【新人病院薬剤師のレベル上げ5】注射調剤で必ずチェックしたい4つのポイント

keiko

「注射調剤って何をどう確認したらいいのかわからない…」

そんなふうに感じたことはありませんか?
内服の調剤と違って、注射調剤では配合変化や投与経路など、確認すべき項目が一気に増えるため、最初は戸惑うことが多いです。

このシリーズでは、新人薬剤師の「つまずきやすいポイント」をテーマに、現場で役立つ知識をレベル別にまとめています。

第5回目となる今回は「注射調剤で必ずチェックしたい4つのポイント」について解説します。

この記事でわかること

注射調剤の確認ポイント4選
①投与速度 ②投与経路 ③濃度 ④配合変化

これらについて、新人薬剤師がまず押さえたい
注射調剤の基本チェック項目
調べ方

今後役に立つ応用編
よくある問い合わせに、どのようにしたら対応できるようになるか

現場で実際にあったヒヤリ・ハットやエピソードも交えながら、すぐに活かせる内容をお届けします!

 

投与速度|「K見落とすと死ぬ」…速度ミスで命に関わる薬もある

投与速度:スピードが効果にも副作用にも直結

注射薬は「何を入れるか」だけでなく、「どれくらいのスピードで入れるか」も非常に重要です。投与速度を誤ると、薬の効果が強く出すぎたり、副作用が一気に現れたりすることがあります。

この順番でチェックしよう!

➊ 処方箋と添付文書に書かれた速度の単位と合っているか

  ○mL/h、○mEq/h、○分かけて、○時間かけて、○γ(ガンマ)等

 

➋ 添付文書上の速度と相違ないか

 

【応用編】

添付文書上の速度より速いとき、遅いときのダメな理由を調べよう

 

実際にあったこんなこと

新人の頃、先輩から突然こう言われました。
「カリウム、速度見落とすと死ぬからね」
言葉の重みが、今でもずっしり残っています。

また、プレセデックスのフラッシュ投与で徐脈になったという実例も。

- **提示資料**
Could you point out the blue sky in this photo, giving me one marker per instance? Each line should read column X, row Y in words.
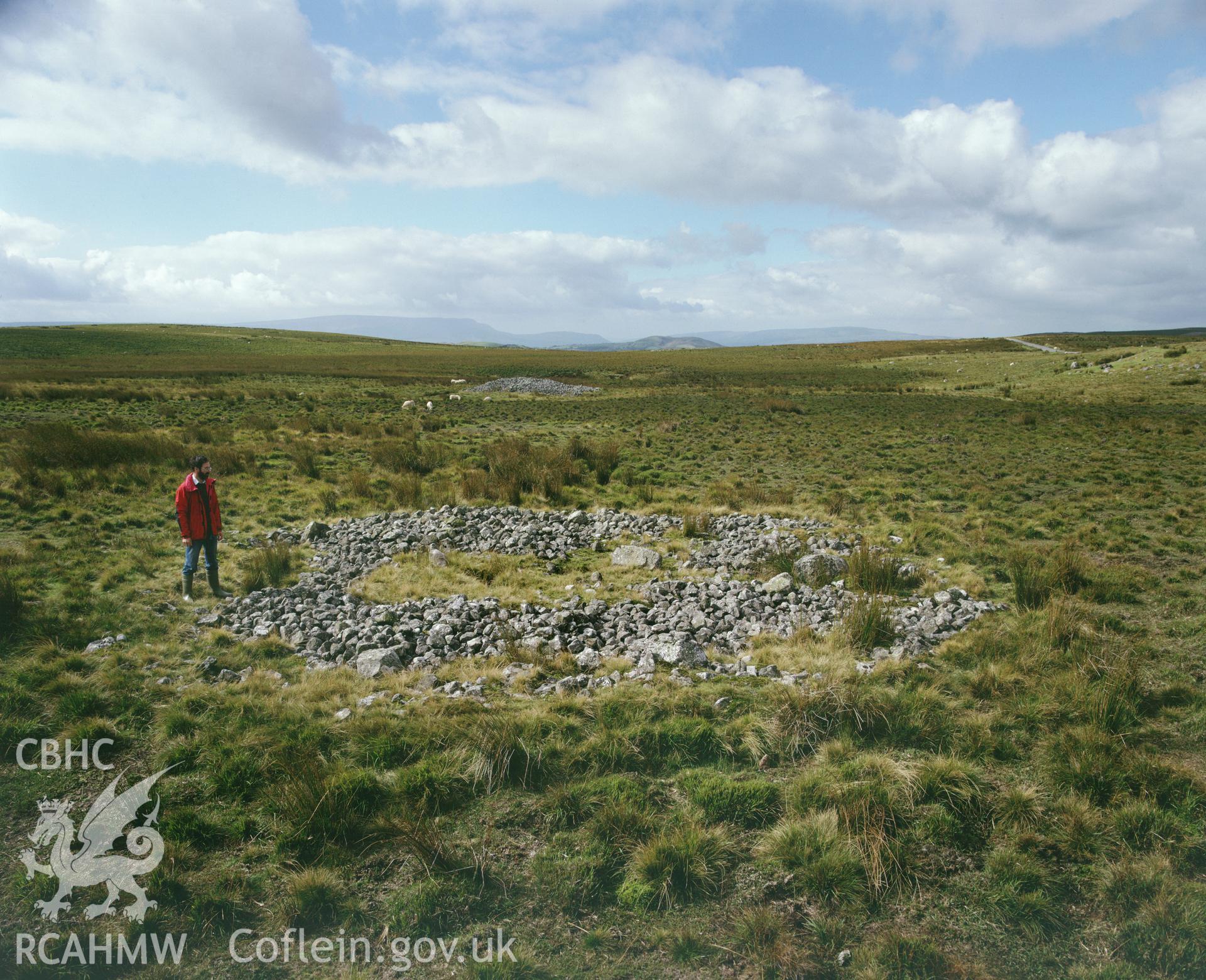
column 621, row 166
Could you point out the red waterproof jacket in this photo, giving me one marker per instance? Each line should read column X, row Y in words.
column 197, row 508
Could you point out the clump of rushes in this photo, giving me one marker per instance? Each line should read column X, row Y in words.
column 867, row 623
column 874, row 570
column 267, row 565
column 696, row 523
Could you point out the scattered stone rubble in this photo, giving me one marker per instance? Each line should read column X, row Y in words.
column 668, row 623
column 532, row 386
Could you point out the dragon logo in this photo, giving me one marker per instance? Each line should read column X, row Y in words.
column 93, row 864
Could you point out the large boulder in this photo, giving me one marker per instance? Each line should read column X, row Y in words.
column 679, row 651
column 373, row 663
column 315, row 531
column 820, row 568
column 781, row 582
column 636, row 556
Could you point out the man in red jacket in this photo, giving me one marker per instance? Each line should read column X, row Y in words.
column 200, row 526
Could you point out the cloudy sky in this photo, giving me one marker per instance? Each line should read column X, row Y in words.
column 621, row 166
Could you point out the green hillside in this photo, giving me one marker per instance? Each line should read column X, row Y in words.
column 1028, row 800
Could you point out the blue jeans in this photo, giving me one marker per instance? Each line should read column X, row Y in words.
column 195, row 551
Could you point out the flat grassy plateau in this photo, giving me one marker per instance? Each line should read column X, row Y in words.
column 1029, row 803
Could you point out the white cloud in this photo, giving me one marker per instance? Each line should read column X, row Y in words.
column 970, row 26
column 26, row 237
column 969, row 278
column 221, row 81
column 242, row 84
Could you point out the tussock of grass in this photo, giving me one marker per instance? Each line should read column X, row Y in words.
column 315, row 898
column 268, row 565
column 679, row 864
column 876, row 570
column 747, row 803
column 872, row 796
column 827, row 866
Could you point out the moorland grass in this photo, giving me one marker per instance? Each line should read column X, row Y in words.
column 1029, row 802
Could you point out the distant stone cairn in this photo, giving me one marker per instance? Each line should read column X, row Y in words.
column 533, row 386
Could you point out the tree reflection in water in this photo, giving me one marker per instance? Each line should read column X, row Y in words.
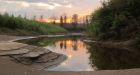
column 110, row 59
column 71, row 43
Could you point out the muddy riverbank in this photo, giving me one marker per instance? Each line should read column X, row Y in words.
column 10, row 66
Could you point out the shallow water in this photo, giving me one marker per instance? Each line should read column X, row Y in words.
column 87, row 57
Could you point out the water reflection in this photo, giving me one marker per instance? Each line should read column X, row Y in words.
column 77, row 54
column 109, row 59
column 87, row 57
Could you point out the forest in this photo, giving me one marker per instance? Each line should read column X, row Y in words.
column 116, row 20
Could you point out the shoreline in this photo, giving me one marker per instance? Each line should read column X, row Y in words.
column 8, row 67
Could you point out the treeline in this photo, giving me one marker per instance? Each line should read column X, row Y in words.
column 116, row 19
column 22, row 26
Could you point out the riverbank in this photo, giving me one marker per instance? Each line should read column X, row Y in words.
column 8, row 67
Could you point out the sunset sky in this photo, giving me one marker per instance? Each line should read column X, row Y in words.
column 48, row 8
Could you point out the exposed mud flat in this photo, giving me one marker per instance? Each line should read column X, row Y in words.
column 30, row 55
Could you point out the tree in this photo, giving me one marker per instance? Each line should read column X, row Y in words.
column 65, row 19
column 75, row 20
column 61, row 21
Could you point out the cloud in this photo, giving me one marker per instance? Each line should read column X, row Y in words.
column 48, row 7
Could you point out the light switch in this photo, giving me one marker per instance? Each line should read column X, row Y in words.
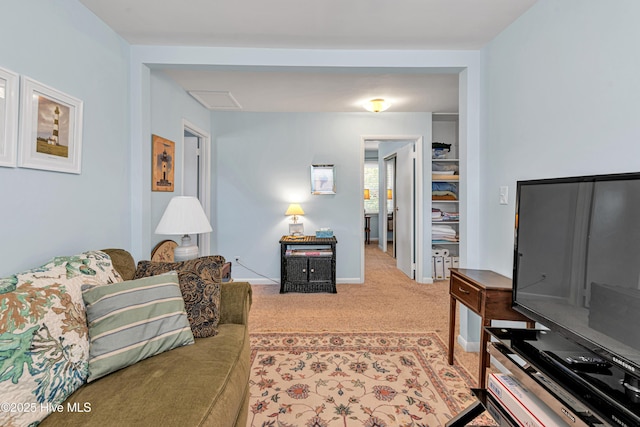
column 504, row 195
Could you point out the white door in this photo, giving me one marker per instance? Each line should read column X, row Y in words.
column 191, row 166
column 404, row 214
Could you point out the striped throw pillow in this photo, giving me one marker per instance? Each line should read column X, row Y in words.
column 133, row 320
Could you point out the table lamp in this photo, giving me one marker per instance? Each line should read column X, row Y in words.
column 184, row 216
column 295, row 228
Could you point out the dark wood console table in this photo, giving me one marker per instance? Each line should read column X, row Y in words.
column 487, row 294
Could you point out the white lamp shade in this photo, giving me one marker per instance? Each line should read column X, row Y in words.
column 184, row 215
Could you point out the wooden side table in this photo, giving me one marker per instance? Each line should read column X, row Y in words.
column 307, row 264
column 487, row 294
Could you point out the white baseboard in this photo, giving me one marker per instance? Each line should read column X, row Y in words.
column 469, row 346
column 262, row 281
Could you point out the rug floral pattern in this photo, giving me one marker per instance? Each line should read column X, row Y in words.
column 354, row 379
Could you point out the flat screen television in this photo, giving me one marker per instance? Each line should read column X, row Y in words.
column 577, row 262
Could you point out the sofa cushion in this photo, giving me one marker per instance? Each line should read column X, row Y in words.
column 45, row 346
column 200, row 285
column 199, row 385
column 133, row 320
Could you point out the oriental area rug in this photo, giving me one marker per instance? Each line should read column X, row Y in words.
column 355, row 379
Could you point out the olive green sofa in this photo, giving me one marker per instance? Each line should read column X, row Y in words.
column 204, row 384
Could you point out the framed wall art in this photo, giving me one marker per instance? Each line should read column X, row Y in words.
column 50, row 128
column 9, row 89
column 323, row 179
column 162, row 169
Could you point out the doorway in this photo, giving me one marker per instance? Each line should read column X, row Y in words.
column 196, row 175
column 400, row 210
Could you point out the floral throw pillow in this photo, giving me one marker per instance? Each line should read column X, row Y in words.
column 200, row 286
column 44, row 354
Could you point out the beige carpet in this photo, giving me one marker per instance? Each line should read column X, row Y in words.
column 387, row 301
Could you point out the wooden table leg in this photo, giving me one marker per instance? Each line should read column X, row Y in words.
column 484, row 356
column 452, row 328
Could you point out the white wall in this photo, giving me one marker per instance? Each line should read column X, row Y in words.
column 44, row 214
column 561, row 96
column 262, row 163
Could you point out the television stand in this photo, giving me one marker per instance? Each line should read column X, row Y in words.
column 592, row 397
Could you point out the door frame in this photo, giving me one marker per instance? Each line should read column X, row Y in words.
column 204, row 179
column 418, row 228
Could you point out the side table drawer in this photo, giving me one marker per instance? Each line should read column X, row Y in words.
column 466, row 292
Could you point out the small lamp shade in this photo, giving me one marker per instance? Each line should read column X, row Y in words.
column 184, row 215
column 294, row 209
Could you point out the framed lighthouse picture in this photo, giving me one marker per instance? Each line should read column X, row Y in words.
column 50, row 128
column 162, row 168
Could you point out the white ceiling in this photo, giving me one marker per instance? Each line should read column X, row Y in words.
column 313, row 24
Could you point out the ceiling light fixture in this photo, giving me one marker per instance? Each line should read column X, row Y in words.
column 377, row 105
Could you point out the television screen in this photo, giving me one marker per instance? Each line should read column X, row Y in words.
column 577, row 261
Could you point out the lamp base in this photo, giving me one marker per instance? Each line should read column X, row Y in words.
column 186, row 250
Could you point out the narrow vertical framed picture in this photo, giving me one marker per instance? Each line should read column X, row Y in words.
column 163, row 167
column 323, row 180
column 50, row 128
column 9, row 89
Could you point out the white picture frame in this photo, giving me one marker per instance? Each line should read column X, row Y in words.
column 323, row 179
column 9, row 101
column 50, row 128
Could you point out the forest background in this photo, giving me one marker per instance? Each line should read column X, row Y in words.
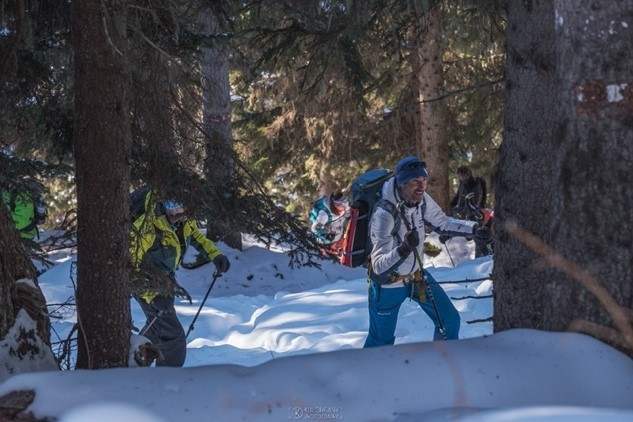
column 246, row 111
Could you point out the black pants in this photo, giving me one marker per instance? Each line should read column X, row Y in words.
column 165, row 332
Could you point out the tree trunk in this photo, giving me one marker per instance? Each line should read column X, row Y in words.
column 523, row 179
column 15, row 265
column 431, row 140
column 102, row 153
column 591, row 220
column 216, row 122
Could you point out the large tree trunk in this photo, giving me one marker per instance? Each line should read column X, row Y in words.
column 523, row 180
column 216, row 122
column 102, row 152
column 591, row 220
column 15, row 265
column 431, row 139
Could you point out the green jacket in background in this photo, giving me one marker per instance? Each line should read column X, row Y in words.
column 22, row 209
column 155, row 240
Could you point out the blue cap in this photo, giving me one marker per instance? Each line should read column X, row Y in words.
column 410, row 168
column 172, row 205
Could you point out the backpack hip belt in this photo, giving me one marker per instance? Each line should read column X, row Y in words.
column 418, row 281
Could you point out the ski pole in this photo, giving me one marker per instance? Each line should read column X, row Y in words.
column 449, row 252
column 215, row 277
column 142, row 333
column 440, row 324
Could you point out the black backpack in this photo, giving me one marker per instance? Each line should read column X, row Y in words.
column 484, row 191
column 365, row 196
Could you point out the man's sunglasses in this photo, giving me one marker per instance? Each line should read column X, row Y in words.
column 341, row 202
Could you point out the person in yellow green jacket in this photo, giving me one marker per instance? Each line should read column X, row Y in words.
column 160, row 237
column 27, row 211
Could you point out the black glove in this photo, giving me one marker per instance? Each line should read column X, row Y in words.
column 162, row 305
column 221, row 263
column 483, row 234
column 410, row 242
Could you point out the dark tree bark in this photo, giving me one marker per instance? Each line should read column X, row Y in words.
column 591, row 221
column 216, row 122
column 15, row 265
column 523, row 180
column 431, row 139
column 102, row 152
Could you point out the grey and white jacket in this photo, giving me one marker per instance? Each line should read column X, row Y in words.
column 385, row 259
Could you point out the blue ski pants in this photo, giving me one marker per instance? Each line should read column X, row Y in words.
column 384, row 304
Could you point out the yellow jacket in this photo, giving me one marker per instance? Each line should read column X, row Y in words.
column 154, row 238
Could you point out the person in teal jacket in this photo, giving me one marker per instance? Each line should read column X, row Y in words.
column 27, row 211
column 160, row 237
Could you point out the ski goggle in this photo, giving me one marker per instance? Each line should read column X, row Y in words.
column 340, row 202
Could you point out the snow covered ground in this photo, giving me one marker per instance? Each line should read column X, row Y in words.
column 274, row 343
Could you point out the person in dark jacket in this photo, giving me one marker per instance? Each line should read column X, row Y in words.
column 467, row 184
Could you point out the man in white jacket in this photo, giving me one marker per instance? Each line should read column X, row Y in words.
column 395, row 271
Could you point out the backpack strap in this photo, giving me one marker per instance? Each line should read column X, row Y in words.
column 12, row 198
column 393, row 210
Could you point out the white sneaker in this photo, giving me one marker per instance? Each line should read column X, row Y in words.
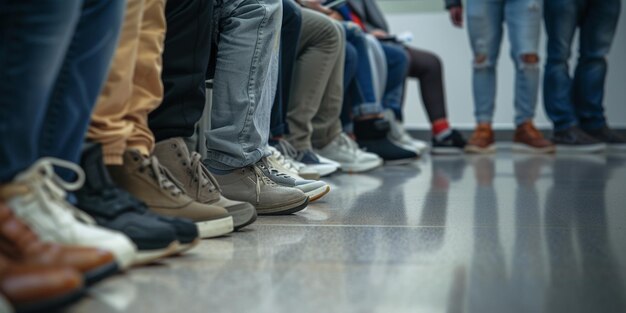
column 37, row 196
column 401, row 137
column 314, row 189
column 347, row 153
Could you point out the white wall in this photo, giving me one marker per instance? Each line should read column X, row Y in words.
column 433, row 31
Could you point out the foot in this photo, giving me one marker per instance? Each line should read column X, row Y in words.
column 482, row 140
column 198, row 182
column 452, row 143
column 346, row 152
column 611, row 138
column 250, row 184
column 575, row 140
column 528, row 139
column 148, row 180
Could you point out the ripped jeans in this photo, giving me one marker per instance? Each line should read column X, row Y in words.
column 485, row 21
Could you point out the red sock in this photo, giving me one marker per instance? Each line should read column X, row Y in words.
column 440, row 126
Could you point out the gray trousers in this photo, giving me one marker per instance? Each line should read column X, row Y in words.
column 317, row 87
column 245, row 81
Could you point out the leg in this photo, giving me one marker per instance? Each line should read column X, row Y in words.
column 484, row 24
column 596, row 35
column 289, row 37
column 560, row 20
column 80, row 80
column 245, row 82
column 523, row 18
column 326, row 123
column 188, row 35
column 34, row 39
column 319, row 51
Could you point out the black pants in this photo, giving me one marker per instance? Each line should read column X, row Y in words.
column 185, row 61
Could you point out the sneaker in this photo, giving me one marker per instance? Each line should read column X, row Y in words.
column 308, row 158
column 22, row 245
column 529, row 139
column 372, row 135
column 611, row 138
column 37, row 196
column 249, row 184
column 314, row 189
column 153, row 184
column 198, row 182
column 346, row 152
column 400, row 136
column 452, row 143
column 114, row 208
column 482, row 140
column 575, row 140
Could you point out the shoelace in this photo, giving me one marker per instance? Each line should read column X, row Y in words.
column 201, row 173
column 47, row 185
column 260, row 177
column 164, row 178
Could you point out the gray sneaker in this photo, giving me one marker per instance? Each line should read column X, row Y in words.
column 250, row 184
column 152, row 183
column 198, row 182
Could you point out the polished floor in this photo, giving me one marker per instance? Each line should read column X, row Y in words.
column 502, row 233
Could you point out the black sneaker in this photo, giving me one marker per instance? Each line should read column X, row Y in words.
column 611, row 138
column 372, row 135
column 453, row 143
column 112, row 207
column 575, row 140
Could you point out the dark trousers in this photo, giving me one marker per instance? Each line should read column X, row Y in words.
column 186, row 57
column 54, row 59
column 289, row 38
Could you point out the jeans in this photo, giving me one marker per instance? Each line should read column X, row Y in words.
column 245, row 81
column 289, row 37
column 186, row 55
column 54, row 58
column 397, row 67
column 578, row 101
column 485, row 19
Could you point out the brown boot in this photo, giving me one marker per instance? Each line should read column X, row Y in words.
column 482, row 140
column 148, row 180
column 529, row 139
column 36, row 288
column 19, row 243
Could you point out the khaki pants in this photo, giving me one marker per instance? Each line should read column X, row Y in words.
column 133, row 88
column 317, row 87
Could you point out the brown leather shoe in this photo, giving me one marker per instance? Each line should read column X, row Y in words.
column 35, row 288
column 482, row 140
column 529, row 139
column 21, row 245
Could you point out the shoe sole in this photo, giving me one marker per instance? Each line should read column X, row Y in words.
column 97, row 274
column 286, row 209
column 318, row 193
column 447, row 151
column 360, row 167
column 215, row 228
column 184, row 247
column 595, row 148
column 478, row 150
column 144, row 257
column 51, row 305
column 243, row 215
column 523, row 148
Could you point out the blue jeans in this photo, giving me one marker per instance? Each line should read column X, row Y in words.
column 54, row 59
column 397, row 66
column 485, row 20
column 246, row 76
column 578, row 101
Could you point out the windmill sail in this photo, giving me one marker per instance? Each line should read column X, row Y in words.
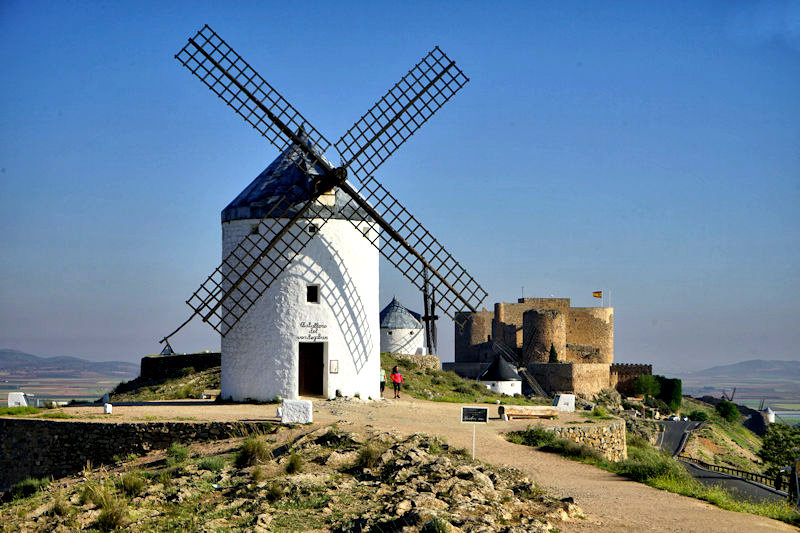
column 228, row 293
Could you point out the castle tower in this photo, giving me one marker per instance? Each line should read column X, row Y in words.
column 401, row 330
column 315, row 331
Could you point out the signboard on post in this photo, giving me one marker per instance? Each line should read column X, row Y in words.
column 475, row 414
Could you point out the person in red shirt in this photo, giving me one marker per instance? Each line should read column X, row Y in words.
column 397, row 379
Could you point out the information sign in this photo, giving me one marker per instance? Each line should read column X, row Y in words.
column 475, row 414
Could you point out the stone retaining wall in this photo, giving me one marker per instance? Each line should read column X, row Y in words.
column 427, row 362
column 43, row 448
column 608, row 437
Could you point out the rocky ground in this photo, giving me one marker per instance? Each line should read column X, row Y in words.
column 321, row 479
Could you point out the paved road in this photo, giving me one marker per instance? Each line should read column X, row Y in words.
column 673, row 433
column 735, row 485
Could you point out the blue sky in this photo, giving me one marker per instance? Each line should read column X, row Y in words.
column 651, row 150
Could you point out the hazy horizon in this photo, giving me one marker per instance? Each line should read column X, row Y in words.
column 650, row 151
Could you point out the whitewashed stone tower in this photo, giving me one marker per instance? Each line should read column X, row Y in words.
column 315, row 331
column 401, row 330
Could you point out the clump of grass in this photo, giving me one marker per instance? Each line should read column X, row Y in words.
column 257, row 475
column 132, row 484
column 59, row 507
column 17, row 411
column 435, row 525
column 535, row 436
column 367, row 456
column 274, row 492
column 176, row 454
column 251, row 452
column 294, row 464
column 213, row 464
column 28, row 487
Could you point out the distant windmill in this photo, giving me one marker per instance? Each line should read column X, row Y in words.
column 295, row 298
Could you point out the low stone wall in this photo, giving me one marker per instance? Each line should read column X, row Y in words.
column 170, row 366
column 608, row 437
column 43, row 448
column 427, row 362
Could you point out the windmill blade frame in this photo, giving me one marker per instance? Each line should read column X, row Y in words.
column 259, row 259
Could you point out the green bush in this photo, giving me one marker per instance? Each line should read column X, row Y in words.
column 28, row 487
column 294, row 464
column 176, row 454
column 252, row 451
column 213, row 464
column 727, row 410
column 367, row 457
column 132, row 484
column 698, row 416
column 535, row 436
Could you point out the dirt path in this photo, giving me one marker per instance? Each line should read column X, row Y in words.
column 610, row 502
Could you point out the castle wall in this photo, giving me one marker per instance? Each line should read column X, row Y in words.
column 475, row 332
column 541, row 329
column 623, row 375
column 590, row 335
column 585, row 379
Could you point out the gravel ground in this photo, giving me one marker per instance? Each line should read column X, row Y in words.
column 611, row 502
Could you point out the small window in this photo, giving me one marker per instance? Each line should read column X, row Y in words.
column 312, row 294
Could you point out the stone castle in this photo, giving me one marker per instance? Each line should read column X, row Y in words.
column 583, row 338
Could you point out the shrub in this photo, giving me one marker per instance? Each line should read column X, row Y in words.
column 28, row 487
column 176, row 454
column 257, row 475
column 647, row 385
column 252, row 451
column 698, row 416
column 294, row 464
column 367, row 457
column 132, row 484
column 535, row 436
column 60, row 507
column 212, row 464
column 727, row 410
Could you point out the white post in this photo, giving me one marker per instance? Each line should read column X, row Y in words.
column 474, row 426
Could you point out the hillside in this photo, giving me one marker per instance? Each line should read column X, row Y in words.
column 293, row 479
column 25, row 365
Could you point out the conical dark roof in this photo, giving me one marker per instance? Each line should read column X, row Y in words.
column 395, row 316
column 283, row 182
column 500, row 370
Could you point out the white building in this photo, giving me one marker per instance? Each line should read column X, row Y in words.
column 501, row 377
column 401, row 330
column 315, row 330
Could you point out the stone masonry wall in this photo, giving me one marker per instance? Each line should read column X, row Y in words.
column 608, row 438
column 170, row 366
column 43, row 448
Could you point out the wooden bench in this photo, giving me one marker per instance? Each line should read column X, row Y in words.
column 510, row 412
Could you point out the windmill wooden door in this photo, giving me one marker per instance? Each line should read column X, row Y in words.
column 311, row 367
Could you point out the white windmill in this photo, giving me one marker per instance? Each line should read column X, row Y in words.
column 296, row 296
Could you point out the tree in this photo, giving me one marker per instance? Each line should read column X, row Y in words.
column 728, row 410
column 671, row 392
column 647, row 385
column 781, row 446
column 553, row 354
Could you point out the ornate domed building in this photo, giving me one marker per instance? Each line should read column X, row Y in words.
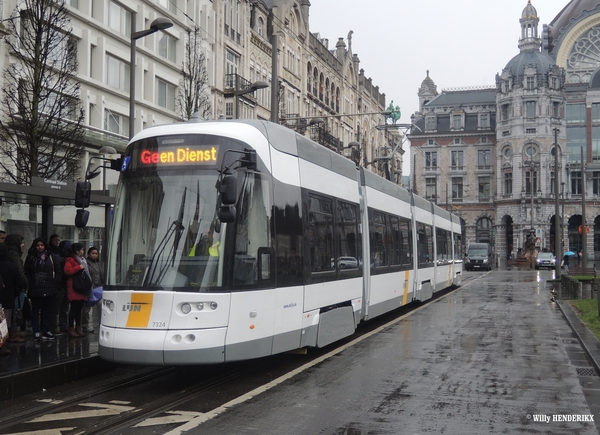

- **やること**
1) 注射調剤の記事が確認ポイントとして挙げている4項目を、すべて書き出せ。
2) 注射調剤の記事の「現場で実際にあったヒヤリ・ハ」から始まり「現れたりすることがあります。」で終わる部分を、「スピード」を「速さ」に入れ替えて書き直せ。
3) 注射調剤の記事を、最後の文の後から書き進めよ。

- **解答**
1)
- 投与速度
- 投与経路
- 濃度
- 配合変化

2)
現場で実際にあったヒヤリ・ハットやエピソードも交えながら、すぐに活かせる内容をお届けします!

 

投与速度|「K見落とすと死ぬ」…速度ミスで命に関わる薬もある

投与速度:速さが効果にも副作用にも直結

注射薬は「何を入れるか」だけでなく、「どれくらいの速さで入れるか」も非常に重要です。投与速度を誤ると、薬の効果が強く出すぎたり、副作用が一気に現れたりすることがあります。

3)
ちょっとした確認ミスで、
「事故につながる」「患者さんに苦しい思いをさせる」
そんなリスクがあるのが投与速度です。

特に注意したい薬の例

  • 電解質(カリウム、マグネシウムなど)
  • 抗菌薬(バンコマイシン、アジスロマイシンなど)
  • 鎮静薬(プレセデックス など)

迷ったときの調べ方

  • 添付文書の「用法・用量」の速度や投与時間について記載があるかみる
  • 添付文書の「過量投与」「薬剤投与時の注意」に、急速投与について記載があるかみる

 

薬剤部へのよくある問い合わせ例

添付文書の投与速度とは異なる処方があり、疑義照会する場面で・・・
「○分で投与する薬って知ってるけど、ゆっくり投与する分には問題ないでしょ?」

すんなり添付文書上の投与速度に変更してくれたら良いけど、疑義照会で質問されることも多いです。この速度ではないとダメ。という理由を知っておくと、これらの問い合わせにも対応できるようになります◎

投与経路|「皮下?静注?」その選択、大丈夫?

投与経路:基本「静注」だからと油断しない

静注と書いてある=どこからでもOKではありません。薬によっては、皮下のみOK、筋肉のみOKのような薬もあります。この適応なら、この投与量なら、静注、皮下注と吸収速度や持続時間から設定されている薬もあります。投与経路を間違えると、効果が出ない・副作用が出ることも。

この順番でチェックしよう!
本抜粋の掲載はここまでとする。